-- Begin Excerpt --

Additionally, I saw in the C code that bigger difference size of the switched model was make slower. but it does not slow down very much as you’r attached result.

Thank you for your advice.

I am aware that on my device (Raspi CM4), execution time may be slower compared to cases where the full PCI bandwidth is available, due to limited PCI bandwidth.

With that in mind, have you tried joining two models into a single HEF file to achieve faster execution?

sorry i have no experience for joing two models into a single HEF file.
my style was each model must have hef.

I think that there is two ways to faster execution.

first, have each hef assign to one thread.

second, using multi-chip board. and assign one chip to one hef.

I testing two ways. and i got more faster execution.

Why are you running YOLOv5 and then a ResNet after that? Are you aware that YOLOv5 (and other Object Detection models) are capable of finding the boxes AND classifying the thing inside the box? It sounds like a better approach would be to train your own YOLOv5 (or YOLOv8) model, so that it can handle whatever job you’re trying to do with the ResNet.

-- End Excerpt --
-- Begin Given entries --

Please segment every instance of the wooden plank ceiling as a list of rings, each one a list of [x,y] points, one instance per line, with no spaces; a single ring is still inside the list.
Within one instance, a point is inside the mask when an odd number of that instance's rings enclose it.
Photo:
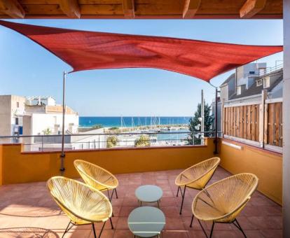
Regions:
[[[0,0],[0,18],[282,18],[282,0]]]

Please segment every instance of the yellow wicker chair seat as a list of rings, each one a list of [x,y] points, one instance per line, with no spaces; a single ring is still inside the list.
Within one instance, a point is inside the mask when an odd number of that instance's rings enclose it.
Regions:
[[[50,178],[47,186],[53,198],[71,220],[69,225],[93,225],[94,223],[111,219],[112,206],[109,199],[97,189],[62,176]],[[94,226],[93,228],[95,233]],[[67,227],[64,234],[67,230]]]
[[[81,160],[74,160],[74,164],[85,183],[92,187],[99,190],[114,189],[118,187],[117,178],[109,171]]]
[[[192,219],[194,216],[198,220],[212,221],[213,226],[214,223],[233,223],[245,235],[236,217],[250,200],[258,182],[256,175],[243,173],[209,186],[194,198]]]
[[[218,157],[210,158],[191,166],[177,176],[175,179],[175,184],[178,186],[177,197],[178,197],[179,190],[182,196],[180,214],[182,212],[186,187],[198,190],[204,188],[216,171],[220,161],[221,159]],[[183,192],[181,187],[184,187]]]
[[[199,162],[185,169],[175,179],[178,186],[187,186],[195,189],[202,189],[207,183],[221,159],[218,157]]]

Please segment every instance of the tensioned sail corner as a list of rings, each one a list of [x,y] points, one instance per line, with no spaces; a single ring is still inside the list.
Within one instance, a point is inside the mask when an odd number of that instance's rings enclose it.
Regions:
[[[156,68],[209,82],[227,71],[281,52],[281,46],[247,46],[160,36],[39,27],[0,20],[69,64],[74,71]]]

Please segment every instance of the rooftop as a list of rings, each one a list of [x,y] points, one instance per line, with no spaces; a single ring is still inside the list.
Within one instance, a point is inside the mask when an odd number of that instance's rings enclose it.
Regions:
[[[282,0],[268,0],[262,7],[256,5],[245,0],[193,2],[185,0],[14,0],[1,1],[0,18],[270,19],[282,17]]]
[[[118,174],[119,198],[112,200],[115,216],[111,230],[106,225],[102,237],[131,237],[127,219],[129,214],[138,206],[135,189],[142,184],[156,184],[163,190],[160,209],[166,216],[163,237],[205,237],[196,220],[192,228],[191,202],[198,191],[188,190],[181,216],[179,214],[181,196],[176,197],[177,188],[174,180],[181,170]],[[230,175],[218,167],[209,183]],[[61,237],[69,218],[58,208],[46,188],[45,182],[2,186],[0,187],[0,237]],[[237,217],[247,237],[282,237],[282,208],[259,192],[254,194],[245,209]],[[207,230],[210,224],[205,224]],[[96,225],[99,232],[101,225]],[[209,231],[207,230],[209,232]],[[74,227],[64,237],[92,237],[90,225]],[[243,237],[232,224],[217,224],[213,237]]]

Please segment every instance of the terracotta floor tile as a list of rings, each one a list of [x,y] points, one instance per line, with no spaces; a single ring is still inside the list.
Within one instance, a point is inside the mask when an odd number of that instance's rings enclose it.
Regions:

-- End Given entries --

Things to do:
a) Quote the forum thread on model execution speed word for word, starting with "Why are you" and going on through "with the ResNet.".
b) Write what comes next in the forum thread on model execution speed, picking up after its final sentence.

Task responses:
a)
Why are you running YOLOv5 and then a ResNet after that? Are you aware that YOLOv5 (and other Object Detection models) are capable of finding the boxes AND classifying the thing inside the box? It sounds like a better approach would be to train your own YOLOv5 (or YOLOv8) model, so that it can handle whatever job you’re trying to do with the ResNet.

b)
It’s actually common approach, to re-inforce the classification on detected items. For example, detect for a generic road-sign (along side other classes), and then pass that to a classifier to say what is the exact road-sign is.
The benefits of this approach could be a simplified training phase of the detector, and also using a smaller/lighter detector.

1 Like

object detection + classification is very typical technic.

object detection = predict Region & Big category
classification = classfiy detail category

thanks.